◆ Available data
********************

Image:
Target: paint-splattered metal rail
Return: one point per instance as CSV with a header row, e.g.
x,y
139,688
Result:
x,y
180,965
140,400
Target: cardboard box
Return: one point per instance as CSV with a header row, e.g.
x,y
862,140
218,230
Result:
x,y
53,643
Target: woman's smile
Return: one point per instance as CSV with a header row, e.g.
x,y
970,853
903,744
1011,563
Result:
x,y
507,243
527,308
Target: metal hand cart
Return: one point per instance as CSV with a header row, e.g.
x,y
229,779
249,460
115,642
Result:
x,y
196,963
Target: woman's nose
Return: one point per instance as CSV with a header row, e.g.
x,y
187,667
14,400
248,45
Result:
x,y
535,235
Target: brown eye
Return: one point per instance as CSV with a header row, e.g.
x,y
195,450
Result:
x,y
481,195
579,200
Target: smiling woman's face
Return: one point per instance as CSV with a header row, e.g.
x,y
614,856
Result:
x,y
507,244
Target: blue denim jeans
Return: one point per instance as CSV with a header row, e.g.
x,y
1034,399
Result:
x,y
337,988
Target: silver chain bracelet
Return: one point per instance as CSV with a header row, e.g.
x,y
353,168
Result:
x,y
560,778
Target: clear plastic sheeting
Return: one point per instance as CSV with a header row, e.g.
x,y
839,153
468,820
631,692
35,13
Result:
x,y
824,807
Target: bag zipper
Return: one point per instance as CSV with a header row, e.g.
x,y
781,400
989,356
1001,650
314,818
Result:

********************

◆ Required action
The material above must be written out again in full, exactly.

◆ Answer box
Image:
Target: paint-splattered metal rail
Return: one point per instance as CSV with a header row, e.g.
x,y
139,688
Result:
x,y
180,965
140,400
Target: cardboard box
Return: one point per instance as CSV with a header row, e.g.
x,y
862,140
218,230
Result:
x,y
53,643
Target: woman's smile
Return: one point per instance as CSV with a header row, e.g.
x,y
970,853
903,744
1011,563
Result:
x,y
507,243
527,308
Target: metal hand cart
Return: one point per instance as CSV with a header row, e.g.
x,y
229,779
249,460
115,642
Result:
x,y
196,963
Target: woman's nose
Return: one point per instance as CSV with a header row, e.g.
x,y
187,667
14,400
248,45
Result:
x,y
535,235
Target: brown eye
Return: one point per instance as CSV with a header row, e.g.
x,y
195,450
Result:
x,y
481,195
579,200
Target: smiling woman's face
Return: one point per instance as CSV with a header row, e.g.
x,y
614,856
Result:
x,y
507,244
Target: blue denim jeans
Return: one point per instance as CSV with a header row, e.g.
x,y
1034,399
Result:
x,y
337,988
Target: silver chain bracelet
Return: one point per instance as CSV with a header row, e.g.
x,y
353,168
Result:
x,y
560,778
Target: clear plastic sheeting
Return: one point per instance as CSV with a header row, e.g.
x,y
839,153
468,820
631,692
35,13
Result:
x,y
824,807
Target: bag zipper
Return: one point per instance as CSV with a header row, e.g.
x,y
781,400
989,356
1001,650
314,818
Result:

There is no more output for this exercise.